══ SELECTED PASSAGE ══

# New Plastic Nurgle Champion



## Midge913 (Oct 21, 2010)

I looked for this in the threads and found mention of it but no photos. Here is the new Nurgle Chaos Lord that is supposed to be released on Sept 10.










I am actually a big fan of him. As you can see there is a shot of the new Saurus Old Blood due to release at the same time.


----------



## bitsandkits (Mar 18, 2008)

go on then shows the picture?


----------



## Midge913 (Oct 21, 2010)

bitsandkits said:


> go on then shows the picture?


The pic is showing for me..... Is it not for you?

EDIT: Routed the image through photobucket. Hopefully that helps.


----------



## kickboxerdog (Jun 2, 2011)

Midge913 said:


> The pic is showing for me..... Is it not for you?


i cant see any picture


----------



## KhainiteAssassin (Mar 18, 2009)

i see it, sickening. perfect for nurgle.. almost makes me want to switch my WoC from khorne.


----------



## boreas (Dec 4, 2007)

I'm eager to see more angles/sprue for the oldblood. As per this picture, it looks like something I can make with the temple guard kit. The nurgle champion is great, though.

Phil


----------



## Lastik (Jun 15, 2011)

Nice, even for 40k t'would make a brilliant conversion or even count-as for a death guard vet/sarg/commander


----------



## Midge913 (Oct 21, 2010)

boreas said:


> I'm eager to see more angles/sprue for the oldblood. As per this picture, it looks like something I can make with the temple guard kit. The nurgle champion is great, though.
> 
> Phil


A little digging and I found this:


----------



## Tzeen Qhayshek (May 4, 2010)

I would love to get the Nurgle Champ just for the conversion opportunities.


----------



## gen.ahab (Dec 22, 2009)

Not a fan of that.


----------



## The Son of Horus (Dec 30, 2006)

═══
══ RECORDED DATA ══

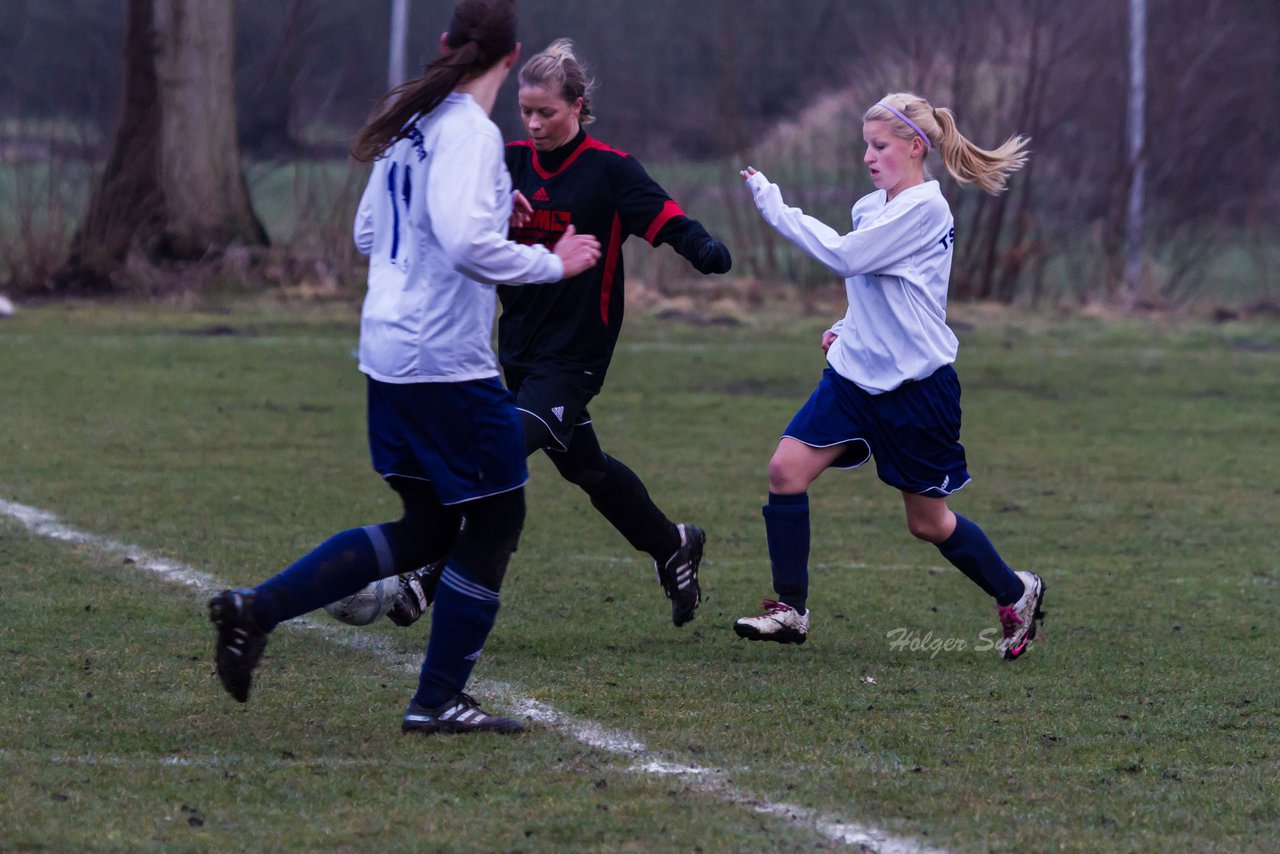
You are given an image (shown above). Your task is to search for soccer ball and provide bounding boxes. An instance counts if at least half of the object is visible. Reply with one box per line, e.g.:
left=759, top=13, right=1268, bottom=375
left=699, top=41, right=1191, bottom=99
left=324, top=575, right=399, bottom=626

═══

§ PROBLEM DESCRIPTION
Please answer these about the Nurgle champion thread:
1. On what date is the new Nurgle Chaos Lord supposed to be released?
2. Through what service did Midge913 route the image?
3. Which kit does boreas say could be used to make the Old Blood?

§ ANSWER FOR THE TASK
1. Sept 10
2. Photobucket
3. The temple guard kit